*Instructions to follow*
Return all of the entries exactly, with nothing added or left out.

*Provided data*
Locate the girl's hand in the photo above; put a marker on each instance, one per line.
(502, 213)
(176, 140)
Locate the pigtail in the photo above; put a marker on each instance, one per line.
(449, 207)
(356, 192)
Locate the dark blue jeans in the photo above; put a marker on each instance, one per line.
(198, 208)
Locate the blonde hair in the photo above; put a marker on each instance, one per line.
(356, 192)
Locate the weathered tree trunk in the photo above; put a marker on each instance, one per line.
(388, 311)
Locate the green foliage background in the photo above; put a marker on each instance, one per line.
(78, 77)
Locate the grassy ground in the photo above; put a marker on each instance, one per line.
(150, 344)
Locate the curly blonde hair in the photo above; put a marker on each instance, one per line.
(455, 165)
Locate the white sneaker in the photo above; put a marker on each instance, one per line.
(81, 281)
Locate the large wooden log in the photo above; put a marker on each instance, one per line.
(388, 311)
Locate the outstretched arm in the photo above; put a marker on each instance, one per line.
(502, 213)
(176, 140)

*Task result*
Locate the girl's hand in the photo above; put a marker on each instance, one per line.
(502, 213)
(176, 140)
Locate the pigtail in the photo above; put a marker on each instance, one per line.
(449, 207)
(356, 192)
Locate the dark blue jeans in the photo above; put a marker on each instance, one per line.
(198, 208)
Locate the blonde hair in the photo above; put a marker on each instance, one per line.
(356, 192)
Locate the weathered tree trunk in the photo above; put a marker on each instance, one per line.
(388, 311)
Locate the green foliage background in the photo above; put a marker on each instance, one per line.
(78, 77)
Locate the grassy ground in the photo above; put a marker on each instance, one per line.
(150, 344)
Locate the curly blonde hair in the photo above; put a marker on each instance, one per line.
(455, 165)
Locate the white sneaker in the photo above; put a marker on each instance, one per line.
(81, 281)
Locate the large wooden log in the photo above; put a marker on each instance, one per line.
(388, 311)
Locate the outstretched arm in the photo above; put a marker on each instance, one per line.
(502, 213)
(176, 140)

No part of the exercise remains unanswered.